:: Data records

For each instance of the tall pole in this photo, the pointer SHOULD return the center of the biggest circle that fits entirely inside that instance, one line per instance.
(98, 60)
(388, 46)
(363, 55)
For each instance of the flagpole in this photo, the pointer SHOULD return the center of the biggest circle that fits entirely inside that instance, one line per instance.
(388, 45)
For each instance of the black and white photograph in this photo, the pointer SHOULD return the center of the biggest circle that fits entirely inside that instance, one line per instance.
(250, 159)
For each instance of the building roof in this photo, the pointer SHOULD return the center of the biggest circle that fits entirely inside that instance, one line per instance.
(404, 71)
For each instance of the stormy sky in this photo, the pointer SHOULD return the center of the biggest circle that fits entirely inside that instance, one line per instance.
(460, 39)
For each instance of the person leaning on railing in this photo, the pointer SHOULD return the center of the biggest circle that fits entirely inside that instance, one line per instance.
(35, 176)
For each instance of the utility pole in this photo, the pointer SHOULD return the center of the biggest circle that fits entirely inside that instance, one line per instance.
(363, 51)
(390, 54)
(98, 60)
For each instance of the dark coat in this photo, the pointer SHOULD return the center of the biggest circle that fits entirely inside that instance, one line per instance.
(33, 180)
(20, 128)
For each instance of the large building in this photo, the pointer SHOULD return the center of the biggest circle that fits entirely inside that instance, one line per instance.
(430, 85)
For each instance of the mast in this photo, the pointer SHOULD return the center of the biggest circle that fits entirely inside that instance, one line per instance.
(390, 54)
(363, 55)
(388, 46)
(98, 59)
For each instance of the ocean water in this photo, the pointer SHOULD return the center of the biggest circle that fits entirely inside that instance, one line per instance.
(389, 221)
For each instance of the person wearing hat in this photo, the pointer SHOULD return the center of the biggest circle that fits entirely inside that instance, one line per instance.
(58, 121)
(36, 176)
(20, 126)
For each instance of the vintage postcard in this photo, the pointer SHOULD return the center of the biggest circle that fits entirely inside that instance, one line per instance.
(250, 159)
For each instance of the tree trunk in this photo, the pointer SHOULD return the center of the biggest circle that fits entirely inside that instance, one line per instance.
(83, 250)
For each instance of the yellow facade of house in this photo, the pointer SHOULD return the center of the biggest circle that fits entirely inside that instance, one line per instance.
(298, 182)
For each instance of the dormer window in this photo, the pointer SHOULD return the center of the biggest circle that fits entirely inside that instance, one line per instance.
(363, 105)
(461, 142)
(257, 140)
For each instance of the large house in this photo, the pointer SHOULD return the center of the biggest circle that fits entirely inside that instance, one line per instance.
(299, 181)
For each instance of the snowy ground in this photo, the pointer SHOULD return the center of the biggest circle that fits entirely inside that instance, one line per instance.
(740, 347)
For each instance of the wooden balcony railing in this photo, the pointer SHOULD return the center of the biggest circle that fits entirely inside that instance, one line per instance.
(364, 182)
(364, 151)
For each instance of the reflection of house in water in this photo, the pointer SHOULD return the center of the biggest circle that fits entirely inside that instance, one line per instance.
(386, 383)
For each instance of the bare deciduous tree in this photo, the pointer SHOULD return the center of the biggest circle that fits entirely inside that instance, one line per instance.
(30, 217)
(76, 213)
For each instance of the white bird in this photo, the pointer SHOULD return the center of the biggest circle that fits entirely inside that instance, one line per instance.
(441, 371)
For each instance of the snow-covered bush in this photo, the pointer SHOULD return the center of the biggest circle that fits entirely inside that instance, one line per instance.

::::

▶ **Task brief**:
Quote every record above exactly.

▶ **Solution for this problem**:
For each instance of the tall pole in this photo, the pointer SHOULD return the center of the biggest circle that fits entirely inside that instance, one line per instance.
(98, 60)
(388, 46)
(363, 55)
For each instance of the flagpole in this photo, the pointer SHOULD return the center of the biggest circle that fits entirely inside that instance, one line per instance.
(388, 45)
For each instance of the black and white photograph in this photo, the pointer SHOULD return the center of the biggest circle that fits entirely inside that instance, one line per instance.
(250, 159)
For each instance of the building roof in this photo, the pointer SHOULD return the center of the biggest circle that fits entirely inside that instance, one line per instance.
(404, 71)
For each instance of the stormy sky in this photo, the pointer SHOULD return the center of the biggest circle that fits entirely inside that instance, one line per instance.
(460, 39)
For each instance of the person leaning on railing in this photo, the pointer SHOULD return the center of the biggest circle that fits entirely inside that instance, one line per instance.
(35, 176)
For each instance of the utility pole in this photo, the pointer SHOULD return the center of the biggest circle that fits entirely inside that instance, one line per instance.
(363, 51)
(390, 54)
(98, 60)
For each instance of the dark coat in this photo, the pointer SHOULD return the center of the biggest circle that fits entirely inside that instance, one line per instance.
(33, 180)
(20, 128)
For each instance of the large building in this photo, the pointer SHOULD return the center of the biggest circle that fits entirely inside that instance, one line per instance.
(430, 85)
For each instance of the mast in this photo, the pointer SHOULD return the center of the biggest circle that fits entirely inside that instance, one line per instance.
(390, 54)
(363, 55)
(388, 46)
(98, 59)
For each instance of the ocean water in this photo, the pointer SHOULD return the center of the biggest circle that fits entirely inside that instance, one line per instance.
(389, 221)
For each instance of the person wearing hat in this photo, the pointer SHOULD return the center of the biggest circle that fits entirely inside that instance, one line per instance.
(58, 121)
(36, 176)
(20, 126)
For each instance of the vintage postcard in this photo, the pointer SHOULD return the center of the biggest circle that fits entirely inside that instance, one line per instance.
(250, 159)
For each instance of the tree trunk in this photo, the pointer SHOULD return the center of the biggest circle that fits entirely inside that instance, one line per instance.
(83, 250)
For each instance of the yellow facade of house in this photo, the pointer SHOULD return the center of the biggest circle that fits entirely inside that instance, one line per instance.
(298, 182)
For each instance of the dormer window in this photo, the pointer SHOULD return the center of the biggest circle that fits entirely inside that instance, one line per instance.
(363, 105)
(461, 142)
(257, 140)
For each instance of the large house in this photo, the pointer SHOULD return the center of the biggest circle that fits entirely inside that instance, one line per instance.
(299, 181)
For each instance of the snowy ground in this photo, the pointer SHOULD return the center of the biggest circle that fits entirely inside that instance, one line per instance.
(740, 347)
For each instance of the wooden balcony railing in this photo, the pointer SHOULD return the center of the biggest circle that fits entirely inside that instance, one line per instance.
(364, 182)
(364, 151)
For each instance of the reflection of house in water in this photo, the pointer SHOULD return the center of the biggest circle that fits entirely inside that instance, one line per instance.
(386, 383)
For each instance of the bare deciduous tree in this photo, the pointer SHOULD return the center of the biggest circle that fits entirely inside that instance, one line per instance.
(30, 217)
(76, 213)
For each instance of the white bird in this photo, the pointer SHOULD return the center of the biggest circle that fits entirely inside that instance, one line per instance.
(441, 371)
For each instance of the snow-covered bush in this photo, the pointer SHOULD return the center of the biggest circle that fits entirely inside that instance, one line per instance.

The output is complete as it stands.